ROWS -
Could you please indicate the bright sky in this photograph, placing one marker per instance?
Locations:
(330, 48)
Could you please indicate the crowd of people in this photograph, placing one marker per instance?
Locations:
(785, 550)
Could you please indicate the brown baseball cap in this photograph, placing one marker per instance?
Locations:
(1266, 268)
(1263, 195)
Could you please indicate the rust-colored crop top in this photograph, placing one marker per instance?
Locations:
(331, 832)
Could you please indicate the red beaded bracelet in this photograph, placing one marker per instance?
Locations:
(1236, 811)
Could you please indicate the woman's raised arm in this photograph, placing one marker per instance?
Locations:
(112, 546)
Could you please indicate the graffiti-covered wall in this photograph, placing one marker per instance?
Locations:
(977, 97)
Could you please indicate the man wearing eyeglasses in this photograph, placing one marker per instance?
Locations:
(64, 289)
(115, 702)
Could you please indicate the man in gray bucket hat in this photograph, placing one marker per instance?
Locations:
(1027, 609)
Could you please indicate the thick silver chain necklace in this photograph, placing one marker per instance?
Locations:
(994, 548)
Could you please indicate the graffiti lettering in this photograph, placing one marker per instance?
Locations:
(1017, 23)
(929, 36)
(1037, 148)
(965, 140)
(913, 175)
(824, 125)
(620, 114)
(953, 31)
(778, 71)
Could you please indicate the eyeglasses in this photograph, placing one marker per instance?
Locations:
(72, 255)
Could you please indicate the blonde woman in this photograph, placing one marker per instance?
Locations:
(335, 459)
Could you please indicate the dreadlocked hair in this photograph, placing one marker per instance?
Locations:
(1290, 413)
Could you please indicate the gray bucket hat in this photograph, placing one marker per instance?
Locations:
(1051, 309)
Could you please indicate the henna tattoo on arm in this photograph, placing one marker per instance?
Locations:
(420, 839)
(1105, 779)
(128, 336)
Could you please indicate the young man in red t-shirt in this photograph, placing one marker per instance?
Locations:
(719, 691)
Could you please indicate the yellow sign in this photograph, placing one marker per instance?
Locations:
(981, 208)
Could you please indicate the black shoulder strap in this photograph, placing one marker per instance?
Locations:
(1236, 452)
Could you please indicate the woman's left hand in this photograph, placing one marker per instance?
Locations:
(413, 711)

EXERCISE REQUIREMENTS - Reproduce all of the records above in full, substituting "pin" for every occurrence of "marker" and leaving all other text unchanged.

SOLVED PROBLEM -
Could you please indicate the bright sky in this photograph, placing one pin per instance?
Locations:
(330, 48)
Could you please indicate the crowd of people in this photograph, placing one pin per instance?
Locations:
(785, 550)
Could you please indicate the brown baseball cap in this photograph, placing one pin per instance?
Locations:
(1266, 268)
(1263, 195)
Could you please indicate the rust-colored crop top in this photograph, placing one pin per instance?
Locations:
(331, 832)
Could you please indicate the red beaded bracelet in this photograph, placing one pin per instance?
Locations:
(1236, 811)
Could you please indicate the woman's raised arm in this photograph, placing one pin per instance?
Locations:
(112, 546)
Could you please indicate the graffiti-covered wall in this photograph, placing one pin per instance?
Locations:
(977, 97)
Could you please indicate the man wearing eyeglasses in this photograph, placing one pin per instance?
Locations:
(64, 289)
(115, 702)
Could you please indicate the man in gray bucket hat in this photograph, placing one pin per instance?
Locations:
(1027, 609)
Could you please indicate the thick silver chain necklace in this photograph, placing one pin per instance?
Locations:
(994, 548)
Could you please indicate the graffiti lettering in this photograph, placing one pin per instance?
Locations:
(1017, 23)
(929, 36)
(1037, 148)
(965, 140)
(913, 175)
(824, 125)
(620, 114)
(953, 31)
(778, 71)
Could you please indicate the eyeglasses in this photograph, placing one pin per instance?
Locations:
(72, 255)
Could you please indicate the blonde woman in this photograph, placing one pin per instance?
Locations:
(335, 459)
Could you please indicate the dreadlocked hair in this photograph, placing one pin per instance?
Locations:
(1290, 413)
Could you please indicate the gray bucket hat in this photograph, placing one pin per instance?
Locations:
(1051, 309)
Could you please indicate the henna tattoo on arm in this photograph, placing one pin per instance?
Locations:
(420, 839)
(1105, 779)
(128, 336)
Could you please indicate the young man in red t-shirt in this photograph, placing one pin per instance?
Locations:
(719, 691)
Could you please indicate the yellow sign in this photograph, placing one pin per instance?
Locations:
(981, 208)
Could you please indicate the black shoulder strap in this photograph, placing one pin per instance?
Locations:
(1236, 452)
Could you please indicate the woman's left hand in this photograph, placing one pin per instance?
Locations:
(413, 711)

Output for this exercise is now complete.